• TASK TO CARRY OUT:
Return every line of the records below verbatim, with no pictures in the copy.
'''
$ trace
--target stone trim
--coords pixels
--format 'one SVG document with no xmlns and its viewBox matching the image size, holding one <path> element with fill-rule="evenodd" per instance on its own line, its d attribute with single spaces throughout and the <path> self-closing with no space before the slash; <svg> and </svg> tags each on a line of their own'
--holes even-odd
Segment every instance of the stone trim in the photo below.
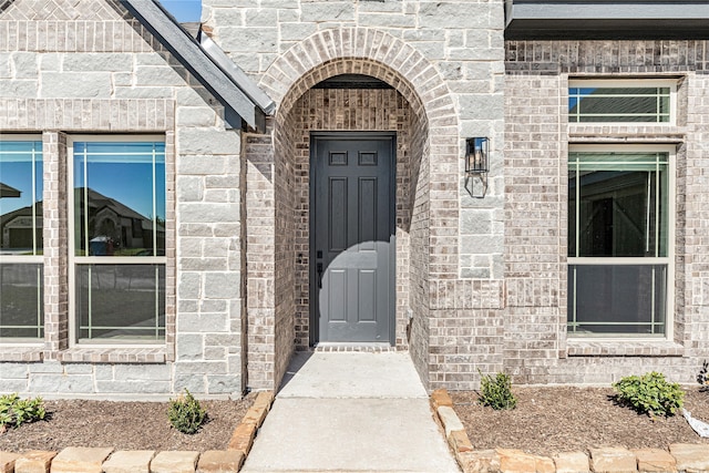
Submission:
<svg viewBox="0 0 709 473">
<path fill-rule="evenodd" d="M 2 31 L 0 51 L 154 52 L 163 50 L 162 44 L 135 19 L 68 20 L 8 19 L 0 21 L 0 31 Z"/>
<path fill-rule="evenodd" d="M 164 347 L 72 347 L 54 354 L 61 362 L 92 363 L 164 363 L 168 350 Z"/>
<path fill-rule="evenodd" d="M 0 362 L 4 361 L 22 361 L 22 362 L 38 362 L 44 359 L 44 351 L 41 345 L 35 346 L 12 346 L 4 343 L 0 347 Z"/>
<path fill-rule="evenodd" d="M 709 41 L 505 41 L 515 75 L 709 72 Z"/>
<path fill-rule="evenodd" d="M 174 122 L 171 99 L 0 99 L 4 132 L 165 133 Z"/>
</svg>

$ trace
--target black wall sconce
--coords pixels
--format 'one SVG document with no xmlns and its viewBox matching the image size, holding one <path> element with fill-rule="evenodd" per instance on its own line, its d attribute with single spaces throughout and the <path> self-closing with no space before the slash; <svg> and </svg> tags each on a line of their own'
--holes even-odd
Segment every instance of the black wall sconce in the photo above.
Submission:
<svg viewBox="0 0 709 473">
<path fill-rule="evenodd" d="M 487 173 L 490 172 L 490 138 L 474 137 L 465 140 L 465 189 L 471 197 L 483 198 L 487 193 Z M 480 179 L 475 191 L 475 181 Z"/>
</svg>

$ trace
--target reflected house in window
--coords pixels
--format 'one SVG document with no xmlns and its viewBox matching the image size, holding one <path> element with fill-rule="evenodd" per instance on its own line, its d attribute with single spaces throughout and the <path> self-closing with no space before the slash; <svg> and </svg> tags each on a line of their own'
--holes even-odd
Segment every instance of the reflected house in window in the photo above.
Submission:
<svg viewBox="0 0 709 473">
<path fill-rule="evenodd" d="M 75 203 L 81 209 L 81 228 L 89 228 L 90 256 L 163 256 L 165 225 L 156 219 L 157 248 L 153 248 L 153 219 L 138 214 L 121 202 L 92 188 L 75 188 Z M 84 198 L 89 198 L 89 215 L 84 215 Z M 85 244 L 80 240 L 85 254 Z"/>
<path fill-rule="evenodd" d="M 1 254 L 32 254 L 32 227 L 34 227 L 37 241 L 42 241 L 42 219 L 38 218 L 33 225 L 34 215 L 42 215 L 41 202 L 0 215 Z"/>
</svg>

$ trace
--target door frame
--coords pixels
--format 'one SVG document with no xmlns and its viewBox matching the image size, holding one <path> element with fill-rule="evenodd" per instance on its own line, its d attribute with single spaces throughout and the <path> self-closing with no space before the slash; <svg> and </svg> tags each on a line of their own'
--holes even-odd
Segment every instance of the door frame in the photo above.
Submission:
<svg viewBox="0 0 709 473">
<path fill-rule="evenodd" d="M 336 140 L 381 140 L 388 138 L 390 142 L 390 163 L 389 163 L 389 235 L 390 235 L 390 251 L 389 251 L 389 345 L 394 346 L 397 333 L 397 132 L 361 132 L 361 131 L 336 131 L 336 132 L 310 132 L 310 168 L 309 183 L 308 183 L 308 345 L 315 347 L 320 342 L 320 323 L 318 315 L 316 313 L 316 298 L 317 294 L 317 275 L 316 275 L 316 249 L 315 249 L 315 235 L 316 235 L 316 160 L 318 155 L 318 142 L 319 141 L 336 141 Z M 367 342 L 369 343 L 369 342 Z M 367 345 L 362 342 L 361 345 Z M 357 342 L 354 343 L 357 345 Z"/>
</svg>

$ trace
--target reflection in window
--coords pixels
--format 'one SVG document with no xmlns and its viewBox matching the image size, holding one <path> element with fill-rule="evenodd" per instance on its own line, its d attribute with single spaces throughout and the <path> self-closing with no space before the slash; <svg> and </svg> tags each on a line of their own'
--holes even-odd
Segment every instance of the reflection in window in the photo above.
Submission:
<svg viewBox="0 0 709 473">
<path fill-rule="evenodd" d="M 76 337 L 163 340 L 165 144 L 75 142 L 73 175 Z"/>
<path fill-rule="evenodd" d="M 80 265 L 80 339 L 165 337 L 165 265 Z"/>
<path fill-rule="evenodd" d="M 568 121 L 667 123 L 670 121 L 670 88 L 572 86 L 568 90 Z"/>
<path fill-rule="evenodd" d="M 0 141 L 0 338 L 44 336 L 42 142 Z"/>
<path fill-rule="evenodd" d="M 665 333 L 668 153 L 572 152 L 568 166 L 569 335 Z"/>
<path fill-rule="evenodd" d="M 74 143 L 76 256 L 165 254 L 165 144 Z"/>
</svg>

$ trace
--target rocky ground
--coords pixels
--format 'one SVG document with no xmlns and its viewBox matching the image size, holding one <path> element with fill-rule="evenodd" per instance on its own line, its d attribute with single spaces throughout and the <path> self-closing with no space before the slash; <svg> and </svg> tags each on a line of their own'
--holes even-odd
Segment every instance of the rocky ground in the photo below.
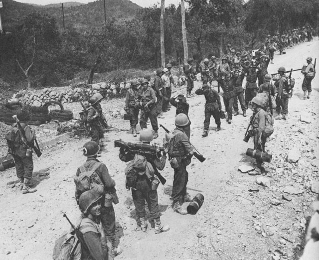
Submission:
<svg viewBox="0 0 319 260">
<path fill-rule="evenodd" d="M 270 65 L 269 71 L 275 73 L 281 66 L 287 69 L 301 68 L 309 56 L 319 58 L 318 38 L 287 49 L 286 55 L 275 55 L 275 64 Z M 173 171 L 167 163 L 162 173 L 166 185 L 158 190 L 162 222 L 170 227 L 166 233 L 156 235 L 150 227 L 146 233 L 137 230 L 132 196 L 125 189 L 125 163 L 119 159 L 118 148 L 114 147 L 113 141 L 138 138 L 124 130 L 105 134 L 109 141 L 101 160 L 116 182 L 120 202 L 115 209 L 117 234 L 124 250 L 117 259 L 298 259 L 306 220 L 313 213 L 310 205 L 319 193 L 315 160 L 319 158 L 319 77 L 313 81 L 312 99 L 306 100 L 300 99 L 303 76 L 296 72 L 293 77 L 296 84 L 290 100 L 289 116 L 287 121 L 275 121 L 275 131 L 266 144 L 273 158 L 266 163 L 268 172 L 264 175 L 238 171 L 244 164 L 255 167 L 253 160 L 245 155 L 247 148 L 253 145 L 252 140 L 248 143 L 242 141 L 251 111 L 247 118 L 241 113 L 234 117 L 230 125 L 223 120 L 218 132 L 213 130 L 215 126 L 211 120 L 208 136 L 202 138 L 204 97 L 188 99 L 191 141 L 207 159 L 202 163 L 193 159 L 188 167 L 188 188 L 192 196 L 203 194 L 205 201 L 195 215 L 173 213 L 167 192 Z M 195 89 L 199 86 L 196 84 Z M 125 130 L 129 124 L 120 116 L 124 104 L 123 99 L 117 99 L 102 105 L 109 123 Z M 81 107 L 79 103 L 70 103 L 66 104 L 66 109 L 73 110 L 76 116 Z M 159 123 L 173 130 L 174 115 L 173 108 Z M 55 134 L 56 128 L 50 126 L 37 128 L 40 141 Z M 0 126 L 1 137 L 6 128 Z M 161 144 L 164 134 L 161 129 L 156 141 Z M 51 259 L 55 240 L 69 228 L 62 212 L 74 222 L 79 214 L 73 176 L 85 160 L 81 147 L 87 140 L 76 136 L 47 147 L 41 157 L 34 158 L 32 182 L 38 190 L 35 193 L 22 194 L 14 184 L 7 185 L 16 180 L 14 169 L 0 172 L 0 259 Z M 1 141 L 0 145 L 4 144 Z M 5 154 L 5 148 L 0 148 Z M 287 161 L 287 155 L 296 162 Z"/>
</svg>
'''
• ANSWER TO THIS TASK:
$ trace
--target stone trim
--coords pixels
--format 'one SVG document with no xmlns and its viewBox matching the image size, holding one <path> element with fill-rule="evenodd" per instance on its own line, its d attribute with single spaces throughout and the <path> self-closing with no space before the slash; <svg> and </svg> tags each on a line of their own'
--holes even-odd
Segment every instance of the stone trim in the photo below.
Submission:
<svg viewBox="0 0 709 473">
<path fill-rule="evenodd" d="M 2 31 L 0 51 L 154 52 L 163 50 L 162 44 L 135 19 L 68 20 L 8 19 L 0 21 L 0 31 Z"/>
<path fill-rule="evenodd" d="M 164 347 L 72 347 L 54 354 L 61 362 L 92 363 L 164 363 L 168 350 Z"/>
<path fill-rule="evenodd" d="M 0 362 L 4 361 L 22 361 L 22 362 L 38 362 L 44 359 L 44 351 L 41 345 L 35 346 L 12 346 L 4 343 L 0 347 Z"/>
<path fill-rule="evenodd" d="M 709 41 L 505 41 L 515 75 L 709 72 Z"/>
<path fill-rule="evenodd" d="M 174 122 L 171 99 L 0 99 L 4 132 L 165 133 Z"/>
</svg>

$ trace
--target black wall sconce
--coords pixels
--format 'one SVG document with no xmlns and its viewBox matching the image size, holding one <path> element with fill-rule="evenodd" per instance on its own line, its d attribute with single spaces throughout and the <path> self-closing with no space before the slash; <svg> and </svg> tags each on a line of their own'
--holes even-odd
Segment every instance of the black wall sconce in the photo above.
Submission:
<svg viewBox="0 0 709 473">
<path fill-rule="evenodd" d="M 487 173 L 490 172 L 490 138 L 474 137 L 465 140 L 465 189 L 471 197 L 483 198 L 487 193 Z M 480 179 L 475 191 L 475 181 Z"/>
</svg>

$ trace
--target reflected house in window
--coords pixels
--format 'one SVG document with no xmlns and its viewBox matching the image size, holding one <path> element with fill-rule="evenodd" per instance on its own line, its d attribute with single spaces throughout and the <path> self-closing with no space before the slash; <svg> and </svg> tags each on a line of their own'
--holes even-odd
Segment every instance of the reflected house in window in the photo above.
Submission:
<svg viewBox="0 0 709 473">
<path fill-rule="evenodd" d="M 75 203 L 81 209 L 81 228 L 89 228 L 90 256 L 163 256 L 165 225 L 156 219 L 157 248 L 153 248 L 153 219 L 138 214 L 121 202 L 92 188 L 75 188 Z M 84 198 L 89 198 L 89 215 L 84 215 Z M 85 244 L 80 240 L 85 254 Z"/>
<path fill-rule="evenodd" d="M 1 254 L 32 254 L 32 227 L 34 227 L 37 241 L 42 241 L 42 219 L 38 218 L 33 225 L 34 215 L 42 215 L 41 202 L 0 215 Z"/>
</svg>

$ trace
--target door frame
--coords pixels
--format 'one SVG document with no xmlns and its viewBox matching the image size, holding one <path> element with fill-rule="evenodd" per instance on its own line, its d attribute with single spaces throughout and the <path> self-closing with no space before the slash; <svg> and </svg> tags each on a line of their own'
--holes even-odd
Segment every instance of the door frame in the photo above.
Submission:
<svg viewBox="0 0 709 473">
<path fill-rule="evenodd" d="M 336 140 L 381 140 L 388 138 L 390 142 L 390 163 L 389 163 L 389 235 L 390 235 L 390 251 L 389 251 L 389 345 L 394 346 L 397 333 L 397 132 L 361 132 L 361 131 L 336 131 L 336 132 L 310 132 L 310 168 L 309 183 L 308 183 L 308 345 L 315 347 L 320 342 L 320 323 L 318 315 L 316 313 L 316 298 L 317 294 L 317 275 L 316 275 L 316 249 L 315 249 L 315 235 L 316 235 L 316 160 L 318 155 L 318 142 L 319 141 L 336 141 Z M 367 342 L 369 343 L 369 342 Z M 367 345 L 362 342 L 361 345 Z M 357 342 L 354 343 L 357 345 Z"/>
</svg>

$ trace
--target reflection in window
--coords pixels
--format 'one SVG document with no xmlns and its viewBox matching the image size, holding one <path> element with fill-rule="evenodd" per instance on its own line, its d attribute with single spaces throughout and the <path> self-closing with no space before the slash; <svg> and </svg> tags each on a line of their own'
--holes even-odd
Segment every instance of the reflection in window in the photo above.
Submission:
<svg viewBox="0 0 709 473">
<path fill-rule="evenodd" d="M 76 337 L 163 340 L 165 144 L 75 142 L 73 175 Z"/>
<path fill-rule="evenodd" d="M 80 265 L 80 339 L 165 337 L 165 265 Z"/>
<path fill-rule="evenodd" d="M 568 121 L 667 123 L 670 121 L 670 88 L 572 86 L 568 90 Z"/>
<path fill-rule="evenodd" d="M 0 141 L 0 338 L 44 336 L 42 142 Z"/>
<path fill-rule="evenodd" d="M 665 333 L 668 153 L 572 152 L 568 166 L 569 335 Z"/>
<path fill-rule="evenodd" d="M 74 143 L 76 256 L 165 254 L 165 144 Z"/>
</svg>

$ trace
--target rocky ground
--coords pixels
--format 'one SVG document with no xmlns and its viewBox matching the image size, holding one <path> element with fill-rule="evenodd" per instance on its own line, its d attribute with single spaces throughout and the <path> self-closing with no space before the slash; <svg> and </svg> tags each on a line of their own'
--holes even-odd
Segment every instance of the rocky ground in the photo below.
Submission:
<svg viewBox="0 0 319 260">
<path fill-rule="evenodd" d="M 270 65 L 269 71 L 275 73 L 281 66 L 287 69 L 301 68 L 309 56 L 319 58 L 318 38 L 287 49 L 286 55 L 275 55 L 275 64 Z M 173 171 L 167 163 L 162 173 L 166 185 L 158 190 L 162 222 L 170 227 L 166 233 L 156 235 L 150 227 L 146 233 L 137 230 L 132 196 L 125 189 L 125 163 L 119 159 L 118 148 L 114 147 L 113 141 L 138 138 L 124 130 L 105 134 L 109 141 L 101 160 L 116 182 L 120 202 L 115 209 L 117 234 L 124 250 L 117 259 L 298 259 L 306 220 L 313 213 L 310 205 L 319 193 L 315 160 L 319 158 L 319 77 L 313 81 L 312 99 L 306 100 L 300 99 L 303 76 L 296 72 L 293 77 L 296 84 L 290 100 L 289 116 L 287 121 L 275 121 L 275 131 L 266 144 L 273 158 L 266 163 L 268 172 L 264 175 L 238 171 L 244 164 L 255 167 L 253 160 L 245 155 L 247 148 L 253 145 L 252 140 L 248 143 L 242 141 L 251 111 L 247 118 L 241 113 L 234 117 L 230 125 L 223 120 L 218 132 L 213 130 L 215 126 L 211 120 L 208 136 L 202 138 L 204 97 L 188 99 L 191 141 L 207 159 L 202 163 L 193 159 L 188 167 L 188 188 L 192 196 L 203 194 L 205 201 L 195 215 L 173 213 L 167 192 Z M 195 89 L 199 86 L 196 84 Z M 125 130 L 129 124 L 120 116 L 124 104 L 123 99 L 117 99 L 102 105 L 109 123 Z M 81 107 L 79 103 L 70 103 L 66 104 L 66 109 L 73 110 L 76 116 Z M 159 123 L 173 130 L 174 115 L 173 108 Z M 55 134 L 56 128 L 50 126 L 37 128 L 40 141 Z M 0 126 L 1 137 L 6 128 Z M 161 144 L 164 134 L 161 129 L 156 141 Z M 51 259 L 55 240 L 69 228 L 62 212 L 74 222 L 79 214 L 73 176 L 85 160 L 81 147 L 87 140 L 76 136 L 47 147 L 41 157 L 34 158 L 32 182 L 38 190 L 35 193 L 22 194 L 14 184 L 7 185 L 16 180 L 14 169 L 0 172 L 0 259 Z M 1 141 L 0 145 L 4 144 Z M 5 154 L 5 148 L 0 148 Z M 287 161 L 287 155 L 296 162 Z"/>
</svg>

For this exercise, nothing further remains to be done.